## Prompt
Nothing but an exact repetition of the listing should be returned.

## Data supplied
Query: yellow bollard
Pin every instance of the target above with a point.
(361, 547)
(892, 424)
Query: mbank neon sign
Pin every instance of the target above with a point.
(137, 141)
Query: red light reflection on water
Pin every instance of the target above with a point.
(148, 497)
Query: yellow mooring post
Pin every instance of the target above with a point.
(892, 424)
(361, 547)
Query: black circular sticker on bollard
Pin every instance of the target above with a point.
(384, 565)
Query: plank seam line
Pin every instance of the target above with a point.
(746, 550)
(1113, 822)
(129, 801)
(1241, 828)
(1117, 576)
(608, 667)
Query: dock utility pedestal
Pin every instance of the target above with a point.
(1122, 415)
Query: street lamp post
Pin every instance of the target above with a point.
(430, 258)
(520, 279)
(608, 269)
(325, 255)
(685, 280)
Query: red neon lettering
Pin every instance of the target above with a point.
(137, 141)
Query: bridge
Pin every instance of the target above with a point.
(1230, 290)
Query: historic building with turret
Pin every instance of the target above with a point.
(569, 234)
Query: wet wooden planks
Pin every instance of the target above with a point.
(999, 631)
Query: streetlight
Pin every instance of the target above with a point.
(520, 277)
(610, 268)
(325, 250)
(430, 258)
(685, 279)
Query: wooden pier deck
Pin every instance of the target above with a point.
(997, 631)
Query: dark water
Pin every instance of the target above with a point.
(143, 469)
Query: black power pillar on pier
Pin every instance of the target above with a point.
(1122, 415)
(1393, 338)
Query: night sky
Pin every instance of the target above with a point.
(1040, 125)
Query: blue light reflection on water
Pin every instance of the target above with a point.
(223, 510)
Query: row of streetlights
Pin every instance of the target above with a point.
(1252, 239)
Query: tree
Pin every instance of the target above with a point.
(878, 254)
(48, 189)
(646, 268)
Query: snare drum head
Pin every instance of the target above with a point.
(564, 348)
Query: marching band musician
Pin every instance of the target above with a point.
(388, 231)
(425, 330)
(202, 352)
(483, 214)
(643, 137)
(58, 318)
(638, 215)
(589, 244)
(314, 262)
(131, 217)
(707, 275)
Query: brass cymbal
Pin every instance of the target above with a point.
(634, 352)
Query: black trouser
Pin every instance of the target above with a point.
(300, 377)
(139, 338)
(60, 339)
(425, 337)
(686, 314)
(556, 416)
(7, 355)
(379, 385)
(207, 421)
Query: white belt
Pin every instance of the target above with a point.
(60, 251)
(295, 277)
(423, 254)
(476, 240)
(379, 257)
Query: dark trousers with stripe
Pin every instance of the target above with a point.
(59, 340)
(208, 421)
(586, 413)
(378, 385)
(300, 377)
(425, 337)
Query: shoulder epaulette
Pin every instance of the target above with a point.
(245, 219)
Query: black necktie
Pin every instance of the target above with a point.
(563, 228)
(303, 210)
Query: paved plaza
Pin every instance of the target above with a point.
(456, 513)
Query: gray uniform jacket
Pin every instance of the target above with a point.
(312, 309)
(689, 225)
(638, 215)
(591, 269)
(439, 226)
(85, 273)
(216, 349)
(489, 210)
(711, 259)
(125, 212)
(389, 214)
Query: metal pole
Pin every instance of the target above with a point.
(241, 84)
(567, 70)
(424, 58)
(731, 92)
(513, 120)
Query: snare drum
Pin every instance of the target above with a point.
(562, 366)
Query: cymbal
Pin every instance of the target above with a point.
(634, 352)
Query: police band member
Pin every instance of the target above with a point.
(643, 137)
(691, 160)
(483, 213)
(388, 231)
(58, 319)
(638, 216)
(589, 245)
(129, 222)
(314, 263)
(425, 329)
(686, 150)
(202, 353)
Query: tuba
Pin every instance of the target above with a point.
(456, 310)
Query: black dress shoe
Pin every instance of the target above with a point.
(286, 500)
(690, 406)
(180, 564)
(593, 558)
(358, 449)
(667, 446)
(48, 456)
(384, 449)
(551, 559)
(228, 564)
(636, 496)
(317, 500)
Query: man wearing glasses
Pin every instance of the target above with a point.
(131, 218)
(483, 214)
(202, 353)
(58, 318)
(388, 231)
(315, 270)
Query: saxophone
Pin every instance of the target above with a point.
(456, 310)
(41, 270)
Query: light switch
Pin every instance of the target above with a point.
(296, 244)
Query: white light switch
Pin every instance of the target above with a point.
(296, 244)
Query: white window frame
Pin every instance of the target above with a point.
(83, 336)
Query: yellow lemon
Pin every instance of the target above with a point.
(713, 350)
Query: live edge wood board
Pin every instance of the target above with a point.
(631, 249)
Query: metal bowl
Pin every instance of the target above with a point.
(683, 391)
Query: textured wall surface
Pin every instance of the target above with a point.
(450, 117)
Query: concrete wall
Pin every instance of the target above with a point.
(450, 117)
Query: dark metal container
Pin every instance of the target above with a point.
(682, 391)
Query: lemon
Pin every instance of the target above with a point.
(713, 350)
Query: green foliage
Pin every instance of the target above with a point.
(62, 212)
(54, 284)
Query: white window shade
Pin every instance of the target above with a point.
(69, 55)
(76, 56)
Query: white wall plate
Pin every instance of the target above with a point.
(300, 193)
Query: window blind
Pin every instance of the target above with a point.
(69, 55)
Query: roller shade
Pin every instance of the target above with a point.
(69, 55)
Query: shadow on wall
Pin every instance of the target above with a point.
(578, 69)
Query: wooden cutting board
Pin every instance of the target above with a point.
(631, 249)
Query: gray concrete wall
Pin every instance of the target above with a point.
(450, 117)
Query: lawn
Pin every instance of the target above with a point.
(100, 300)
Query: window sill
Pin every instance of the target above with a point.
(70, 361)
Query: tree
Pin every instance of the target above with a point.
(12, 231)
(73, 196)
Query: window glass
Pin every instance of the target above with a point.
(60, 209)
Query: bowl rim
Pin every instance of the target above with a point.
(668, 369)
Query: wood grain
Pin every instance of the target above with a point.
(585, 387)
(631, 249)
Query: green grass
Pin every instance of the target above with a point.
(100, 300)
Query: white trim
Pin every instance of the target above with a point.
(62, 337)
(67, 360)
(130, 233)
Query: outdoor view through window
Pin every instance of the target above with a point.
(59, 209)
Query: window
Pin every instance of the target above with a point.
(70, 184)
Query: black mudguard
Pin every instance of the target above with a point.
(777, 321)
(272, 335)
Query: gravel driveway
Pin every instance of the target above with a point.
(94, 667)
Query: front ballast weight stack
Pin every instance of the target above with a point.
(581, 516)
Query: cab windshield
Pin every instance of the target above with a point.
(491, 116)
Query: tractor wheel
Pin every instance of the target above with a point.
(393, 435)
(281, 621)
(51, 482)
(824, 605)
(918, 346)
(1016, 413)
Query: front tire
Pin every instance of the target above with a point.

## Result
Query: yellow bollard
Pin every instance of the target above with a point.
(361, 547)
(892, 424)
Query: mbank neon sign
Pin every instance of the target above with a point.
(137, 141)
Query: red light reflection on water
Pin every instance of the target above with a point.
(148, 497)
Query: yellow mooring post
Pin every instance of the target above with a point.
(892, 424)
(361, 547)
Query: black circular sticker on bollard
Pin every instance of the target above with a point.
(384, 565)
Query: plank seam line
Pin every instance of the target above with a point.
(746, 550)
(1113, 822)
(129, 801)
(1241, 828)
(1117, 576)
(608, 667)
Query: dock utility pedestal
Pin every instance of the target above with a point.
(1122, 415)
Query: street lamp post
Pin every instance of the target above with a point.
(430, 258)
(520, 279)
(608, 269)
(325, 255)
(685, 280)
Query: red neon lettering
Pin every instance of the target above with a point.
(137, 141)
Query: bridge
Pin every instance of the target above with a point.
(1230, 290)
Query: historic building with turret
Pin every instance of the target above with a point.
(569, 234)
Query: wet wooden planks
Pin every instance of the target above with a point.
(999, 631)
Query: streetlight
Pin every instance of the target above with a point.
(520, 277)
(610, 268)
(325, 250)
(430, 258)
(685, 279)
Query: wooden pier deck
Pin every instance of the target above with a point.
(997, 631)
Query: dark water
Pin every instance of the target above with a point.
(143, 469)
Query: black power pillar on pier
Pin every instance of the target above with a point.
(1122, 415)
(1393, 338)
Query: night sky
Pin every instance of the target above with a point.
(1040, 125)
Query: blue light reflection on water
Pin every instance of the target above with a point.
(223, 510)
Query: row of streetlights
Pin every instance of the target above with a point.
(1252, 239)
Query: tree
Pin every instance of the target above with a point.
(878, 254)
(48, 189)
(646, 268)
Query: snare drum head
Pin every instance of the target above with a point.
(564, 348)
Query: marching band musician
Pin every instance of the target above with a point.
(388, 231)
(425, 330)
(202, 352)
(483, 214)
(643, 137)
(58, 318)
(638, 215)
(589, 244)
(314, 262)
(131, 217)
(707, 275)
Query: brass cymbal
Pin every instance of the target above with a point.
(634, 352)
Query: black trouser
Pin every instance of the target above with a point.
(300, 377)
(139, 338)
(60, 339)
(425, 337)
(686, 314)
(556, 416)
(7, 355)
(379, 385)
(207, 421)
Query: white belt
Pin every instance of the target above with a point.
(60, 251)
(295, 277)
(423, 254)
(476, 240)
(379, 257)
Query: dark trousers with stripe
Pin every instance of the target above with a point.
(59, 340)
(208, 421)
(586, 413)
(378, 385)
(300, 377)
(425, 337)
Query: shoulder epaulette
Pin every instance of the target above with a point.
(245, 219)
Query: black necktie
Pin every instance of the target above with a point.
(563, 228)
(303, 210)
Query: paved plaza
Pin every instance of the target above with a point.
(456, 513)
Query: gray uniform jacket
Pin every instance of the target above with a point.
(312, 309)
(689, 225)
(638, 215)
(591, 269)
(439, 226)
(85, 273)
(216, 349)
(489, 210)
(711, 259)
(125, 212)
(389, 214)
Query: metal pole
Pin every instance of the target above with a point.
(241, 84)
(567, 70)
(424, 58)
(731, 92)
(513, 120)
Query: snare drum
Pin every instance of the target above with a point.
(562, 366)
Query: cymbal
Pin every instance of the target above with a point.
(634, 352)
Query: police band member
Pin every instance of the target above with a point.
(643, 137)
(691, 160)
(483, 213)
(388, 231)
(58, 319)
(638, 216)
(589, 245)
(129, 222)
(314, 263)
(425, 329)
(686, 150)
(202, 353)
Query: tuba
Pin every instance of the target above with a point.
(456, 310)
Query: black dress shoe
Pin every instance of the target above with a point.
(286, 500)
(690, 406)
(180, 564)
(593, 558)
(358, 449)
(667, 446)
(48, 456)
(384, 449)
(551, 559)
(228, 564)
(636, 496)
(317, 500)
Query: man wearing glasses
Pin every instance of the target above with a point.
(131, 218)
(483, 214)
(202, 353)
(58, 318)
(388, 231)
(315, 270)
Query: saxophone
Pin every instance of the target above with a point.
(456, 310)
(41, 270)
Query: light switch
Pin every instance of the target above with a point.
(296, 244)
Query: white light switch
Pin every instance of the target above with a point.
(296, 244)
Query: white window frame
Pin every instance of the target above with a point.
(83, 336)
Query: yellow lemon
Pin every instance of the target above with a point.
(713, 350)
Query: live edge wood board
Pin every instance of the target above with a point.
(631, 249)
Query: metal bowl
Pin every instance of the target above with a point.
(683, 391)
Query: textured wall surface
Pin every instance of the target above with a point.
(450, 117)
Query: concrete wall
Pin every instance of the target above with a point.
(450, 117)
Query: dark metal container
Pin every instance of the target above with a point.
(682, 391)
Query: lemon
Pin every instance of the target above with a point.
(713, 350)
Query: green foliage
Pin every instance of the target above with a point.
(62, 212)
(54, 284)
Query: white window shade
Pin every instance of the target above with a point.
(69, 55)
(76, 56)
Query: white wall plate
Pin every instance of the target above with a point.
(300, 193)
Query: window blind
Pin every instance of the target above with a point.
(69, 55)
Query: roller shade
Pin every instance of the target above with a point.
(69, 55)
Query: shadow on wall
Pin every instance of the target above with a point.
(578, 69)
Query: wooden cutting board
Pin every instance of the target above with a point.
(631, 249)
Query: gray concrete wall
Pin every instance of the target above with a point.
(450, 117)
Query: lawn
Pin every instance of the target above with a point.
(100, 300)
Query: window sill
Pin every instance of the target above with a point.
(70, 361)
Query: tree
Pin every instance of the target above with a point.
(12, 231)
(73, 196)
Query: window glass
Pin every instance of the target above with a point.
(60, 209)
Query: bowl rim
Pin every instance of the target above with a point.
(668, 369)
Query: wood grain
Pin every instance of the target above with a point.
(585, 387)
(631, 249)
Query: green grass
Pin every instance of the target above with a point.
(100, 300)
Query: white trim
Pin every instance of the target above with a point.
(62, 337)
(67, 360)
(130, 233)
Query: outdoor view through window
Pin every instance of the target above with a point.
(59, 209)
Query: window
Pin every instance of the target above with a point.
(70, 184)
Query: black mudguard
Pin every instance of the target above with a point.
(777, 321)
(272, 335)
Query: gravel driveway
Pin every instance of the target above with a point.
(94, 667)
Query: front ballast weight stack
Pin every instance of the target above with a point.
(581, 516)
Query: cab windshield
Pin every instance of the target above with a point.
(491, 116)
Query: tractor wheel
Pin every instance of the target above with a point.
(393, 435)
(281, 621)
(51, 482)
(824, 605)
(918, 346)
(1016, 413)
Query: front tire
Pin every instance of the target above with a point.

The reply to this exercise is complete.